-- Opening Marker --

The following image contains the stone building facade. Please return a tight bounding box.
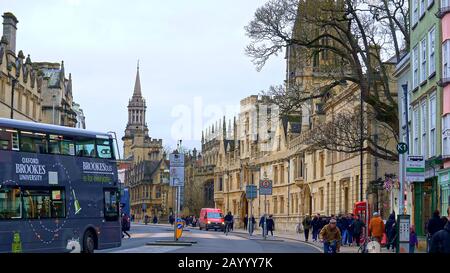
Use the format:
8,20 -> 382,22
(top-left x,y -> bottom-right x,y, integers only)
0,12 -> 83,127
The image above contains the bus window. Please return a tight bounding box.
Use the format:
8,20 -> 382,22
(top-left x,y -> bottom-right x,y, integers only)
0,188 -> 22,219
75,138 -> 96,157
0,128 -> 19,151
22,188 -> 66,219
96,139 -> 113,159
104,189 -> 119,221
20,131 -> 48,154
49,135 -> 75,156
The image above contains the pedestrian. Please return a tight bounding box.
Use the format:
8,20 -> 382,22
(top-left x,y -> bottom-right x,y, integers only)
121,213 -> 131,238
337,214 -> 349,246
346,214 -> 354,246
385,212 -> 396,251
319,218 -> 341,253
152,215 -> 158,224
351,214 -> 365,247
131,214 -> 134,222
302,214 -> 312,242
250,215 -> 256,235
311,214 -> 321,242
409,225 -> 418,253
426,210 -> 445,252
429,207 -> 450,254
259,214 -> 267,237
368,212 -> 385,243
169,214 -> 175,225
144,214 -> 149,225
244,214 -> 248,230
192,215 -> 197,227
267,215 -> 275,236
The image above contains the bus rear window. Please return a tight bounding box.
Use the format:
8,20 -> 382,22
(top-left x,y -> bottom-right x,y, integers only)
22,188 -> 66,219
0,188 -> 21,220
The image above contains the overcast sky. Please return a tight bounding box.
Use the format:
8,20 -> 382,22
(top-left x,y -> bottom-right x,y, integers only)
2,0 -> 285,156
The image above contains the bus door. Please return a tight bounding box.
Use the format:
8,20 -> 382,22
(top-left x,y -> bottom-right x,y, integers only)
102,188 -> 121,248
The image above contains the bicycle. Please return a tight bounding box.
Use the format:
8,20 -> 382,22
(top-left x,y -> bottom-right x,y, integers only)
357,236 -> 381,253
224,221 -> 231,236
323,240 -> 338,253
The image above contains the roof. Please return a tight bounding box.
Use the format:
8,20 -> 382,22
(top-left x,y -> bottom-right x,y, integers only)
133,65 -> 142,97
0,118 -> 111,139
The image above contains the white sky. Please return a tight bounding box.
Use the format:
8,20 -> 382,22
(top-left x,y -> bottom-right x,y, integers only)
2,0 -> 285,155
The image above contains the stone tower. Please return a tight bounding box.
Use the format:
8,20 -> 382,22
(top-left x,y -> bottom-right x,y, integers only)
122,62 -> 149,159
2,12 -> 18,54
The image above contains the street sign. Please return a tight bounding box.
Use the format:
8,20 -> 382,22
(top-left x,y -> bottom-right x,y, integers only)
397,142 -> 408,154
246,185 -> 257,199
406,155 -> 425,182
170,153 -> 184,187
259,178 -> 272,195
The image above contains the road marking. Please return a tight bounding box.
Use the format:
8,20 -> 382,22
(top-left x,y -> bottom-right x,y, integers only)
108,245 -> 184,253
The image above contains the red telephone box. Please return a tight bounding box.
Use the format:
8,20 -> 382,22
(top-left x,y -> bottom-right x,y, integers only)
353,201 -> 371,226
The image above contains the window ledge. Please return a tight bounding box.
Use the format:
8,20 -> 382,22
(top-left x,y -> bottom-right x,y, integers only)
428,71 -> 436,80
420,79 -> 428,87
437,78 -> 450,87
412,22 -> 418,30
428,1 -> 434,10
412,86 -> 419,93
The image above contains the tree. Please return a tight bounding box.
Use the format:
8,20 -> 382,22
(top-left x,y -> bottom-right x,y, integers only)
245,0 -> 409,161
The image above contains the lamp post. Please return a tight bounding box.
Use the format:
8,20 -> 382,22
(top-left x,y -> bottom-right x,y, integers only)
8,74 -> 18,119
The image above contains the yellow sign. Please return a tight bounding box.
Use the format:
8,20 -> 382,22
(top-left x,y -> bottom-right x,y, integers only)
175,221 -> 184,239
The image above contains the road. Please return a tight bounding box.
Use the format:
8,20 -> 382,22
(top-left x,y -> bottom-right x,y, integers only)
98,223 -> 320,253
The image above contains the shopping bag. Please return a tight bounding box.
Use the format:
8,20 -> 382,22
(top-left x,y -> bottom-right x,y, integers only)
381,233 -> 387,246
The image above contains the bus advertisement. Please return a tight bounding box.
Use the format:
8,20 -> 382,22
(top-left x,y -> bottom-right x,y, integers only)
0,118 -> 121,253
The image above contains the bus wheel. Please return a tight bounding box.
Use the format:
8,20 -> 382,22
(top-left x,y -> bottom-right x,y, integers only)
82,230 -> 95,253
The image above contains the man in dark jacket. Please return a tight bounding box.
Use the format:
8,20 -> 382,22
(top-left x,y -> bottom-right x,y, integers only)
121,213 -> 131,238
426,210 -> 445,252
430,221 -> 450,253
351,215 -> 365,246
385,212 -> 397,251
267,215 -> 275,236
311,214 -> 321,242
259,214 -> 267,237
302,214 -> 312,242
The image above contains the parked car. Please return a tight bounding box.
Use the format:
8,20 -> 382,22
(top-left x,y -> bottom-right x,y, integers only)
198,208 -> 225,231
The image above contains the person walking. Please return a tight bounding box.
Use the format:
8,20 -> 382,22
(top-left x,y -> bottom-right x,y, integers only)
302,214 -> 312,242
250,215 -> 256,235
144,214 -> 149,225
319,218 -> 341,253
385,212 -> 396,251
409,225 -> 418,253
311,214 -> 321,242
169,214 -> 175,225
429,207 -> 450,253
338,214 -> 349,246
244,214 -> 248,231
152,215 -> 158,224
368,212 -> 385,243
267,215 -> 275,236
259,214 -> 267,237
121,213 -> 131,238
426,210 -> 445,252
346,214 -> 354,246
351,215 -> 365,247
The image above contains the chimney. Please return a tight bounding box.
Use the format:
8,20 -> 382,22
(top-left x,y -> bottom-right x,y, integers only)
2,12 -> 18,55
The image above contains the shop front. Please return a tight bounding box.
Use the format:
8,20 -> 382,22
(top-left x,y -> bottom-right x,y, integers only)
438,169 -> 450,217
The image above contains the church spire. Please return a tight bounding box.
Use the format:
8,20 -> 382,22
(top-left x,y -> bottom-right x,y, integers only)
133,60 -> 142,97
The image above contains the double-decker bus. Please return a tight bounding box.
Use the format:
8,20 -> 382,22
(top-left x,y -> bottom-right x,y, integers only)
0,118 -> 121,253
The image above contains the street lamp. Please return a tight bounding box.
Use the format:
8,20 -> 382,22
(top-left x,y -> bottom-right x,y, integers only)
8,73 -> 18,119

-- Closing Marker --

• PROBLEM TO SOLVE:
Each line in the data where the string "road" occurs should be identified and copied.

• ANSWER TO THIS TASK:
The image above contains the road marking. Please return a tight bounding box.
The image above contains the road. Please return a tight bounding box.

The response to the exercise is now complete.